Written task>
Copy every line of the data below without changing anything.

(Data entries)
= = = = = = =

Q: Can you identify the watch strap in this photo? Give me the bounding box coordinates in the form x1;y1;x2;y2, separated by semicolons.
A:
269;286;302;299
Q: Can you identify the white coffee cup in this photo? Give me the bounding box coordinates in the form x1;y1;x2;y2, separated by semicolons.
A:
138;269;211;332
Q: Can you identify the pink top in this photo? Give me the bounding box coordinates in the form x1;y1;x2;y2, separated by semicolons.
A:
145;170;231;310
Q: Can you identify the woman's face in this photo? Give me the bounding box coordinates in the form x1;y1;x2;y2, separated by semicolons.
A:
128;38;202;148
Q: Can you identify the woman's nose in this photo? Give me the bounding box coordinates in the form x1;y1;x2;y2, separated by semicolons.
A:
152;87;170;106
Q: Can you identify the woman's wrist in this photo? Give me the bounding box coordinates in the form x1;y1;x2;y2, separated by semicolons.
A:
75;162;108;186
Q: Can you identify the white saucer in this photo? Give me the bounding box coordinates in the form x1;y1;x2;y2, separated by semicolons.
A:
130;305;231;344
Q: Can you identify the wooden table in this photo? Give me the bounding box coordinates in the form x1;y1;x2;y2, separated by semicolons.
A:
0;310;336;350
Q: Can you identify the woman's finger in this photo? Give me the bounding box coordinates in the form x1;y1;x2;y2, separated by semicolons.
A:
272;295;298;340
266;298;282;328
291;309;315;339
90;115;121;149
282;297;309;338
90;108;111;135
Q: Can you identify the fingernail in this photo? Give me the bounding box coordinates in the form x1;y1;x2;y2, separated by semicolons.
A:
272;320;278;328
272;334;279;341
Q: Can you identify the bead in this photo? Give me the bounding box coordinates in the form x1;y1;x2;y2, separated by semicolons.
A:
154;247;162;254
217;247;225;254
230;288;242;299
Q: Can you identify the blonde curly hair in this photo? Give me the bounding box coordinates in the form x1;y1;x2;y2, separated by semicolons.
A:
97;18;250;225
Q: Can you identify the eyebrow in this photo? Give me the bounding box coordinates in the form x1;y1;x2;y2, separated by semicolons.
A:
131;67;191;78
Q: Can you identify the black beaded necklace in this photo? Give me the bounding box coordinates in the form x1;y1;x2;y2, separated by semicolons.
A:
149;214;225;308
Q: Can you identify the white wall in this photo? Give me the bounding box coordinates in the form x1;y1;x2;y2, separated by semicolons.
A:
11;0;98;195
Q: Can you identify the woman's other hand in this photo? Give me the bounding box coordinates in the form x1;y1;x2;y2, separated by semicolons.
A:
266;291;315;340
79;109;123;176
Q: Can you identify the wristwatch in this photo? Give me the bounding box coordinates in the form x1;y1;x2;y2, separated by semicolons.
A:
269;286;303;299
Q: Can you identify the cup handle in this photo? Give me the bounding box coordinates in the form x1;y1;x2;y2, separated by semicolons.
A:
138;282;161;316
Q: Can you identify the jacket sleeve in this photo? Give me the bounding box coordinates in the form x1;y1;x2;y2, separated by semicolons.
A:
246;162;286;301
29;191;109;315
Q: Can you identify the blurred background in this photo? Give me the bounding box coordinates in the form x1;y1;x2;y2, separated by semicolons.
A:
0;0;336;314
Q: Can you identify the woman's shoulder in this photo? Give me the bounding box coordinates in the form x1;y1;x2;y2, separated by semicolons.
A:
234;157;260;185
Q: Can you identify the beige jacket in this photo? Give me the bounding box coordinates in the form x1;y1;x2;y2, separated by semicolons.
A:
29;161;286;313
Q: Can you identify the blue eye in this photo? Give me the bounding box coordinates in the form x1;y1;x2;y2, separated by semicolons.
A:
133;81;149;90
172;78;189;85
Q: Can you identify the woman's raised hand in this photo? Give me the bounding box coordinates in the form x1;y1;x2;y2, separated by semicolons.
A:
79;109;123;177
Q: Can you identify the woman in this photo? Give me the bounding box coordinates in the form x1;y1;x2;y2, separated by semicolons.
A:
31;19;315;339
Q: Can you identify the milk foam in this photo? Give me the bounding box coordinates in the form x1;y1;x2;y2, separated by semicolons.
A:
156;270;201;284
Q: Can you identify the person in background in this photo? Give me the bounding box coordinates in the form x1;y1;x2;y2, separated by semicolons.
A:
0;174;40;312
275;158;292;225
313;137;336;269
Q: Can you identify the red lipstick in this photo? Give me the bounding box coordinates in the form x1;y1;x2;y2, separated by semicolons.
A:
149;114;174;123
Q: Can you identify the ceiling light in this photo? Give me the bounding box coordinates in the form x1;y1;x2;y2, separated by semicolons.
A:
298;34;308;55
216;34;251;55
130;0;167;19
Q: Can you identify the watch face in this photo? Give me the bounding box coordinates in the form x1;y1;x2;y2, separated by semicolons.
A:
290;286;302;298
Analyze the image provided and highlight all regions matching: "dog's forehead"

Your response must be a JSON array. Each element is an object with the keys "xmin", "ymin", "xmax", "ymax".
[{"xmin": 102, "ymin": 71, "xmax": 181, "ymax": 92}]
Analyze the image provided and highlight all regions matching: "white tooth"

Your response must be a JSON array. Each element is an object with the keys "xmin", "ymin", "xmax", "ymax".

= = = = = = =

The solution>
Q: Can you identify the watch strap in this photo? Give me the bounding box coordinates in the form x1;y1;x2;y2, separated by semicolons.
A:
269;286;302;299
Q: Can you identify the white coffee cup in this photo? Give me the bounding box coordinates in the form x1;y1;x2;y2, separated by semicolons.
A:
138;269;211;332
Q: Can you identify the pink top in this photo? Give me the bounding box coordinates in the form x1;y1;x2;y2, separated by semicolons.
A:
145;170;231;310
Q: Can you identify the woman's face in this photo? Give me the bounding box coordinates in the form x1;y1;x2;y2, separated by semicolons.
A:
128;38;202;148
Q: Can you identify the woman's nose in this photo? Give me the bounding box coordinates in the form x1;y1;x2;y2, separated by semicolons.
A:
152;87;170;106
Q: Can you identify the woman's wrist in this photo? Give me the bounding box coordinates in the form x1;y1;x2;y2, separated by semicolons.
A:
75;162;108;186
Q: Can you identify the white saucer in this photo? Give me the bounding box coordinates in the form x1;y1;x2;y2, separated by semicolons.
A:
130;305;231;344
Q: Can you identify the wooden table in this photo? Give me the bounding box coordinates in the form x1;y1;x2;y2, separated by semicolons.
A:
0;310;336;350
Q: Can you identify the woman's finger in this photo? Give me the bounding box coordinates in the form x1;y1;x2;y2, separated by semicolons.
A:
272;295;298;340
266;298;282;328
291;309;315;339
90;115;121;149
282;297;309;338
90;108;111;135
Q: Can you identify the fingernail in this photo? Give me the bounding box coordinates in the form x1;y1;x2;y2, separated by semicolons.
A:
272;320;278;328
272;334;279;341
Q: Can you identify the bead in this photo? Give me the bounding box coordinates in the form x1;y1;x2;y2, separated by semicolons.
A:
154;247;162;254
217;247;225;254
230;288;242;299
Q: Can you identify the blonde curly hair in this photo? Give me the bounding box coordinates in the form x1;y1;x2;y2, separated by semicolons.
A:
97;18;250;225
Q: Can you identify the eyebrow in this photo? Give me the bounding box coordinates in the form x1;y1;x2;y2, separated by semicolons.
A:
131;67;191;78
Q: Can you identify the black beaded necklace in this photo? Give me the bounding box coordinates in the form x1;y1;x2;y2, separated by semicolons.
A:
149;214;225;308
Q: Can you identify the white wall in this photo? Give me the bounding box coordinates in the form x1;y1;x2;y2, separated by semicolons.
A:
11;0;98;195
Q: Can you identify the woman's other hand in this photo? Give me the bounding box coordinates in the form x1;y1;x2;y2, separated by semicolons.
A:
266;291;315;340
79;109;123;176
Q: Can you identify the wristwatch in this photo? Give me the bounding box coordinates in the form x1;y1;x2;y2, separated by semicolons.
A:
269;286;303;299
Q: Can you identify the cup handle in this photo? Give me the bounding box coordinates in the form x1;y1;x2;y2, separated by semicolons.
A:
138;282;161;316
Q: Can you identify the jacket sleeve in this photo? Give me the bounding box coordinates in the form x1;y1;x2;y2, separated by semicolons.
A:
246;162;286;301
29;191;109;315
Q: Can you identify the blurred background in this photo? Give me the bounding box coordinates in the form x1;y1;x2;y2, separated by semicolons.
A:
0;0;336;314
Q: Can you identify the woman's shoulder in this photo? Give me the bounding box coordinates in the form x1;y1;x2;y2, separated by semicolons.
A:
234;157;260;185
Q: Can you identify the beige jacket in this photo? Give me the bounding box coordinates in the form x1;y1;x2;y2, separated by semicolons.
A:
29;161;286;313
Q: Can you identify the blue eye in this photo? Give me the bounding box coordinates in the form x1;y1;x2;y2, separated by semicolons.
A:
133;81;149;90
172;78;189;85
Q: Can you identify the woman's raised hand in this photo? Give me the bounding box coordinates in the form x1;y1;x2;y2, separated by semicolons.
A:
79;109;123;177
Q: Can you identify the woman in this photo? Give me the bounding box coordinates in the form x1;y1;x2;y2, separated by semicolons.
A:
31;19;315;339
Q: Can you identify the milk foam in this photo? Give me the bounding box coordinates in the form x1;y1;x2;y2, separated by semicolons.
A:
156;270;201;284
Q: Can you identify the person in background in this photo? Give me the bounding box coordinates in the form x1;y1;x2;y2, separated by semicolons.
A:
0;174;40;312
275;158;292;225
313;137;336;269
Q: Can you identify the red lipstick in this photo? Give me the bounding box coordinates in the form x1;y1;x2;y2, separated by semicolons.
A:
149;114;174;123
Q: Can you identify the ceiling light in this photo? Give me the bounding box coordinates in the form x1;y1;x2;y2, separated by semicolons.
A:
298;34;308;55
216;34;251;55
130;0;167;19
Q: Can you identify the watch face in this photo? Give me the bounding box coordinates in the form x1;y1;x2;y2, separated by semicolons.
A:
290;286;302;298
Analyze the image provided and highlight all regions matching: "dog's forehead"

Your response must be a JSON array. Each element is an object with the keys "xmin", "ymin", "xmax", "ymax".
[{"xmin": 102, "ymin": 71, "xmax": 181, "ymax": 92}]
Analyze the image provided and highlight all regions matching: "white tooth"

Your response must be a JSON array. Each element is an object with the keys "xmin", "ymin", "xmax", "ymax".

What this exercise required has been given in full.